● Document extract
[Start of Attachment]
Nonetheless within the tacit superiority of De Guia’s point of view, there is a sweetness and sincere concern for these Third World curiosities. When he reflects that one less vendor in the traditional market, means one more parking space, one senses the conflict within the Wharton MBA who gave up the dogma of neoliberalism for the whispered lessons “on the quiet strength of bamboo,” which the Yoda-like craftsman Kaya promised he would one day understand. K.T. realizes that Kaya’s art is doomed to extinction, because “one cannot build rocket ships from bamboo,” and despite himself, building rocket ships is what K.T. wants to do. In Mababangong Bangungot, he is the president of the Wehrner Von Braun Fan Club. Towards the end, he resigns, declaring independence from those “who would build bridges to the stars.”
However, in the 1982 follow-up Sinong Lumikha ng Yoyo? Sinong Lumikha ng Moon Buggy? (Who Invented the Yoyo? Who Invented the Moon Buggy?), K.T. shoots for the moon. He is the president of the Yodelberg Yoyo Society which aims to send a chicken to the moon for starters. That done, it would be on to bigger things: for K.T. to reach the dark side of the moon and there, play with his yoyo. Acknowledging the absurd grandiosity of this mission, its acronym is POMP, for Philippine Official Moon Project. Overall though, the film is a reflection on the creative process.
[End of Attachment]
● Set of tasks
A – Condense the paragraph of the film commentary that begins "However, in the 1982 follow-up" into a bulleted list that keeps its main facts.
B – According to the film commentary, what club is K.T. the president of in Mababangong Bangungot?

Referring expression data
[Start of Attachment]
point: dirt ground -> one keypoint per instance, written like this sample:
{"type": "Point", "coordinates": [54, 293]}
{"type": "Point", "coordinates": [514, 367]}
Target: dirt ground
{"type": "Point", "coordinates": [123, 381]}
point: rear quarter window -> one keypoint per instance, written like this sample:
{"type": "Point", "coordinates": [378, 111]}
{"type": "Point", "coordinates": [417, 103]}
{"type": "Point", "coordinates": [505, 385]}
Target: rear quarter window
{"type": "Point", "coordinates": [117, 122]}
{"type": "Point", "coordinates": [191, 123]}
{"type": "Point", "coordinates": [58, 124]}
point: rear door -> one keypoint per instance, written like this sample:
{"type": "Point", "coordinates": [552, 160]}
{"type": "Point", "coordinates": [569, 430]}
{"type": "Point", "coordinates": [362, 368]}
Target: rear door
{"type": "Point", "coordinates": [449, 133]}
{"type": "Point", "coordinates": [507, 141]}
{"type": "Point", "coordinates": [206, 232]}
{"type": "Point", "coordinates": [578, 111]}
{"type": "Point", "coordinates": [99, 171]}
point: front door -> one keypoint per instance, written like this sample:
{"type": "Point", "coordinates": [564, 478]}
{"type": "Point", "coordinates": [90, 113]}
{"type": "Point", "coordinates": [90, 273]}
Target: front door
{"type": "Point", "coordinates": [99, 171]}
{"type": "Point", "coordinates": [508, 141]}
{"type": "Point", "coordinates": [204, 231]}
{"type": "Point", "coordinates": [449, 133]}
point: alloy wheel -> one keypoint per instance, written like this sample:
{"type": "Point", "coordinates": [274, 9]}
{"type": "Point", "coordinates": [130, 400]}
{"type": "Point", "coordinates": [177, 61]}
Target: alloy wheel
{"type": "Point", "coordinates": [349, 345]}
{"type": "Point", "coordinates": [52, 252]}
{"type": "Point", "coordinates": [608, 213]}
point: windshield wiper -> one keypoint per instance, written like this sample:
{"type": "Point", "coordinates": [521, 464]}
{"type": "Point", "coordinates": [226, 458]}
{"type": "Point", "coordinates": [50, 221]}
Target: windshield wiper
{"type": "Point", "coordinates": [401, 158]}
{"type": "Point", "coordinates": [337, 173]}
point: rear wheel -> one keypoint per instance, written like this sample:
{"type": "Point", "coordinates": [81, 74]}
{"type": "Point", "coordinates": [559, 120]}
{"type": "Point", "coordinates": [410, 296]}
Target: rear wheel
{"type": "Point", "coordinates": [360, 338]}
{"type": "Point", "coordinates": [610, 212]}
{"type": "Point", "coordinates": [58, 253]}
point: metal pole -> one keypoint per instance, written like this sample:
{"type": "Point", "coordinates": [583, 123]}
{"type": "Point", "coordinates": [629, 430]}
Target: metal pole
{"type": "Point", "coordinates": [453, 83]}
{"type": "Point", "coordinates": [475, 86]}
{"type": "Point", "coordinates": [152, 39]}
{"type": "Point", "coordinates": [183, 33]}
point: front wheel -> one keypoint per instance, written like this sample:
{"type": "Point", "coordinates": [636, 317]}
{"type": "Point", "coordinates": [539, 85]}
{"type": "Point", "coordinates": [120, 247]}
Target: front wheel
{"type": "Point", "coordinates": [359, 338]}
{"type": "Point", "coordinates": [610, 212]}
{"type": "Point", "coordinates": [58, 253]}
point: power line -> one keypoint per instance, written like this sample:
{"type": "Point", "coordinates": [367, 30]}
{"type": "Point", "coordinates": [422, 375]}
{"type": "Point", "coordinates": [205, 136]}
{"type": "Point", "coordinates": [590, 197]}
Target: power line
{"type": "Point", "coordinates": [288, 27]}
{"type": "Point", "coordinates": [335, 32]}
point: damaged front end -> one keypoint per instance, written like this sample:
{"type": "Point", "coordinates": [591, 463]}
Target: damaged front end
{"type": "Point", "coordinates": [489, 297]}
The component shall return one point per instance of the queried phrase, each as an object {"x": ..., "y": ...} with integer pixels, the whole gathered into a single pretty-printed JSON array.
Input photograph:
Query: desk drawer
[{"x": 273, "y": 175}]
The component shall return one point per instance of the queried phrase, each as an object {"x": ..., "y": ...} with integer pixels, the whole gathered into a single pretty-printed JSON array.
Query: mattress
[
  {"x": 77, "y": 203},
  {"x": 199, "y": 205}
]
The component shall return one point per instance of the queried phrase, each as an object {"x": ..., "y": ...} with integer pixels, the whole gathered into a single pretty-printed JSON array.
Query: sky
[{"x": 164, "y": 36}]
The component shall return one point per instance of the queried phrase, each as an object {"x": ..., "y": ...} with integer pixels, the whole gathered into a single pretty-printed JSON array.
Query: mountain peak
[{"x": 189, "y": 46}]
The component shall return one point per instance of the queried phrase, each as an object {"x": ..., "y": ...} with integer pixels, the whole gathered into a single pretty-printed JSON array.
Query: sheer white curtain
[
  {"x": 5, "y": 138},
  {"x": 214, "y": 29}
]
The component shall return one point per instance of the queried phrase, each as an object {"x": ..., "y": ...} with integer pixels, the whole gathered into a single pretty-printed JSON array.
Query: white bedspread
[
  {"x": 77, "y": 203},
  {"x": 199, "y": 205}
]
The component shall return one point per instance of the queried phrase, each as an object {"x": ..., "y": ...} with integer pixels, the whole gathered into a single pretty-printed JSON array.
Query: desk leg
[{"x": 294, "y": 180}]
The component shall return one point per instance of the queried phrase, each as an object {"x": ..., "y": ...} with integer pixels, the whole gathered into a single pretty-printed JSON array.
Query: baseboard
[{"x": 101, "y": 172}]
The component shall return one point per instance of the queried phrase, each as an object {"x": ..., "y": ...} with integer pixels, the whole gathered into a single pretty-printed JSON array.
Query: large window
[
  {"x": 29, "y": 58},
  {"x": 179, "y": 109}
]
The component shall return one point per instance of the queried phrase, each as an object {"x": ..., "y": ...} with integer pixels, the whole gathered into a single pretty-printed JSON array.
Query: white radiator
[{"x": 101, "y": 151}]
[End of Attachment]
● Answers to the tasks
A –
- The 1982 follow-up is Sinong Lumikha ng Yoyo? Sinong Lumikha ng Moon Buggy? (Who Invented the Yoyo? Who Invented the Moon Buggy?), in which K.T. shoots for the moon.
- K.T. is president of the Yodelberg Yoyo Society, which aims first to send a chicken to the moon.
- Next, K.T. would reach the dark side of the moon and play with his yoyo there.
- The mission's acronym, POMP (Philippine Official Moon Project), acknowledges its absurd grandiosity.
- Overall, the film is a reflection on the creative process.

B – He is the president of the Wehrner Von Braun Fan Club.